- [WHAT TO WORK ON]: Output each line from the one that contains "of the covered" to the final line of the data below, exactly, and include nothing else.

Segment Start: SUPPLIED DATA

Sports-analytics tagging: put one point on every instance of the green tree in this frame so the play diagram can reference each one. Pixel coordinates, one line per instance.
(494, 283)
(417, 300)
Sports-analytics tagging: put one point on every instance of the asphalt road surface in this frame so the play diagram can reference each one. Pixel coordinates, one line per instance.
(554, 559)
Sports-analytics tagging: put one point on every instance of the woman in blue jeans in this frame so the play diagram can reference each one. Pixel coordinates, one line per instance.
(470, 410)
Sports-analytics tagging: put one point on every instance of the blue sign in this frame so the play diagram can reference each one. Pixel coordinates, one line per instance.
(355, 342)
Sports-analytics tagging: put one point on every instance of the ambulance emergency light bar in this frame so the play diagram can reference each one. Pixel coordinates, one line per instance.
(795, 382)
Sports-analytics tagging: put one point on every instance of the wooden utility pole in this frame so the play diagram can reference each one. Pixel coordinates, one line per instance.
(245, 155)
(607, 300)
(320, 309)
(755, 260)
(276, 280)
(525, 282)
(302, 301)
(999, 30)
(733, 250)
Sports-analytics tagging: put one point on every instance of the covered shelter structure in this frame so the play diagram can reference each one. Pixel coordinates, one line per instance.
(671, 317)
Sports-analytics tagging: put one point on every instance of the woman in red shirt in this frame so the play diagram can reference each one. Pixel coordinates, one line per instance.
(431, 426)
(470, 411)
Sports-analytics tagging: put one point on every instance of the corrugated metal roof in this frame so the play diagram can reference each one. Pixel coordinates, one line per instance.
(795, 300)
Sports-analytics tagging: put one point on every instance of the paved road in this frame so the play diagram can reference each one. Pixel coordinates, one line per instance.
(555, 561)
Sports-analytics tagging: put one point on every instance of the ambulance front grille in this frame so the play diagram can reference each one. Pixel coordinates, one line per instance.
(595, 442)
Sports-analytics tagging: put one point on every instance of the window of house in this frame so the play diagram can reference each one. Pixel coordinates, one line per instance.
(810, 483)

Segment End: SUPPLIED DATA

- [EXERCISE RESULT]:
Sports-analytics tagging: put one point on every instance of the covered shelter structure in this frame so the play diagram can reference each one. Pixel coordinates, one line per instance.
(671, 317)
Sports-analytics tagging: put one point on every instance of the woman in red shirt in this frame so the play diagram can reference each one. Pixel coordinates, one line per instance.
(431, 426)
(470, 411)
Sports-analytics tagging: put one point on every instance of the corrugated metal roof in this frame so the play diagram can reference each one. Pixel coordinates, one line per instance.
(795, 300)
Sports-analytics tagging: put one point on every instance of the paved road in this frame so the play diagram can reference each one. Pixel coordinates, one line per instance.
(555, 561)
Sports-analytics tagging: put one point on every instance of the ambulance front grille in this frame so the play diagram can reference each one. Pixel coordinates, one line per instance.
(595, 442)
Sports-analytics tagging: put one point on every instance of the window of house in this frame so the play diagram can reference each one. Pixel coordinates, one line per instance.
(810, 483)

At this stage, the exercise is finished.